→ **Exercise description**
Rewrite the records below, swapping every "set one dot" for "place a single dot" and leaving everything else unchanged.

→ **Data entries**
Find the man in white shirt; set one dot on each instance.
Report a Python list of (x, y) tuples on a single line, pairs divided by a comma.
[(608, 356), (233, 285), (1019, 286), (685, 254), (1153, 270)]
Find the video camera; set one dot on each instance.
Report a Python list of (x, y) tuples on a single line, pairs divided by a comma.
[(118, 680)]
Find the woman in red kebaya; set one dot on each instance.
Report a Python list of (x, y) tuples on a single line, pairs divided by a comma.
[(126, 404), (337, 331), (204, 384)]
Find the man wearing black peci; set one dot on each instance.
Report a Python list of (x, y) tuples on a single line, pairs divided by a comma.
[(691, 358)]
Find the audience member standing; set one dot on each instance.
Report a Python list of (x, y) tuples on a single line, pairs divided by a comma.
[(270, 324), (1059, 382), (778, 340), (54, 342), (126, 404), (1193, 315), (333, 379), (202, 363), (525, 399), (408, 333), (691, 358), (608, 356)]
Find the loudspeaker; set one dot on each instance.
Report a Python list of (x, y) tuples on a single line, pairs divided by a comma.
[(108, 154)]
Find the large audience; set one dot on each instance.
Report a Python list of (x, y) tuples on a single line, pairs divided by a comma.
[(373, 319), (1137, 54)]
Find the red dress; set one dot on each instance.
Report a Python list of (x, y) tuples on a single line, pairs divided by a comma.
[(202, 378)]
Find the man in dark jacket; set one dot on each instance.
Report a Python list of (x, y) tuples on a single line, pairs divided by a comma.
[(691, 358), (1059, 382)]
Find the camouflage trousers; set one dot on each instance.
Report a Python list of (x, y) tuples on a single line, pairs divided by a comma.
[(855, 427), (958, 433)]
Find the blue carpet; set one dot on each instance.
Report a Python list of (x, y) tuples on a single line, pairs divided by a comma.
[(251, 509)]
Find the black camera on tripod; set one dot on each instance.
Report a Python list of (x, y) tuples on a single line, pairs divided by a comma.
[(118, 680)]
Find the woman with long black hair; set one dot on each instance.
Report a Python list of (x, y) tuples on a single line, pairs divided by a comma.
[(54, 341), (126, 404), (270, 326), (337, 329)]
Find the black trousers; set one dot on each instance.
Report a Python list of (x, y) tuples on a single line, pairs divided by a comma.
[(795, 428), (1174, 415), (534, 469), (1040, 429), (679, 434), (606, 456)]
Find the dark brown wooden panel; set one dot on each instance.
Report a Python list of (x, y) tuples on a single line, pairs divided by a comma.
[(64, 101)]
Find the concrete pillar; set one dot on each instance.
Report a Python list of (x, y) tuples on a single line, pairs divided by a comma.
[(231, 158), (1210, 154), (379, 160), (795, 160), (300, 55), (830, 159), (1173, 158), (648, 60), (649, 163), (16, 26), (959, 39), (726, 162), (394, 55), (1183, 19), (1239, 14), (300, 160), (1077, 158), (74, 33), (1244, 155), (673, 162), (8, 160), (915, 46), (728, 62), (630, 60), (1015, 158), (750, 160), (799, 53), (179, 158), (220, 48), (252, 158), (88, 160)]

→ **Answer for the task**
Find the man in white shirt; place a single dot on each instance.
Report a Python list of (x, y) tuples on a single line, pairs divided by a comma.
[(608, 356), (233, 285), (1019, 286), (685, 254), (1153, 270)]
Find the video camera; place a single dot on each instance.
Report a Python list of (x, y) tuples on a single line, pairs divided by a comma.
[(118, 680)]
Find the woman in red kebaya; place a single dot on each instance.
Report a Python list of (x, y) tuples on a single line, pairs divided by a comma.
[(126, 404), (337, 331), (204, 384)]
Find the man wearing black peci; place a single dot on each instance.
Report a Python list of (x, y) tuples on a single line, pairs divided by a comma.
[(691, 358)]
Find the audience member standing; place a single dot on each instance.
Report a Python list of (x, y) tuples on a single line, pairs divided by a comma.
[(270, 324), (1059, 382), (778, 340), (54, 342), (126, 404), (1193, 315), (333, 379), (202, 363), (525, 399), (408, 333), (691, 358), (608, 356)]
Find the loudspeaker; place a single dot on each instance.
Report a Python list of (x, y) tuples on a single line, pairs divided by a comma.
[(108, 154)]
Find the large audience; place a single dot on each instance.
Report a Python list of (x, y) tuples on a single line, pairs divided by a comma.
[(373, 319), (1137, 54)]
Find the red dress; place a single dot on each instance.
Report a Python list of (x, y) tuples on a single line, pairs divided by a comma.
[(202, 378)]
Find the man in dark jacket; place a single dot on each instance.
Report a Python list of (x, y) tuples on a single line, pairs divided by a comma.
[(691, 358), (1059, 382)]
Find the camouflage trousers; place a single dot on each instance.
Report a Python list of (x, y) tuples on a single line, pairs divided by a comma.
[(855, 427), (958, 433)]
Find the blue carpet; place a single dot on each instance.
Report a Python list of (x, y) tuples on a single line, pairs divided by a comma.
[(251, 509)]
Find the black camera on tripod; place a single dot on each instance.
Report a Python list of (x, y) tuples on a single line, pairs divided by a comma.
[(118, 680)]
Find the woman with long black hair; place a single dot on each instance.
Report a Python list of (x, y) tuples on a single line, pairs divided by a comma.
[(54, 341), (126, 404), (270, 326), (337, 329)]
Find the black trousers; place a single dot on each instance.
Report a Python list of (x, y) tuples on a single line, pairs divided by a comma.
[(795, 428), (1174, 415), (534, 469), (1040, 429), (679, 434), (606, 456)]
Find the dark brown wooden panel; place a single dot on each instance.
Report a Python list of (x, y) tuples on a single line, pairs divided by a comma.
[(64, 101)]
Find the concrete pillar; place a single dot on each instance.
Report a Python list of (x, y) tuples on a single line, pairs divided by a comma.
[(231, 158), (1210, 154), (379, 160), (795, 160), (300, 55), (830, 159), (1173, 158), (648, 60), (649, 163), (16, 26), (959, 39), (726, 162), (394, 55), (1183, 19), (1239, 14), (300, 160), (1077, 158), (74, 33), (1244, 155), (673, 162), (8, 160), (915, 46), (728, 62), (630, 60), (1015, 158), (750, 160), (799, 53), (179, 158), (220, 48), (252, 158), (88, 160)]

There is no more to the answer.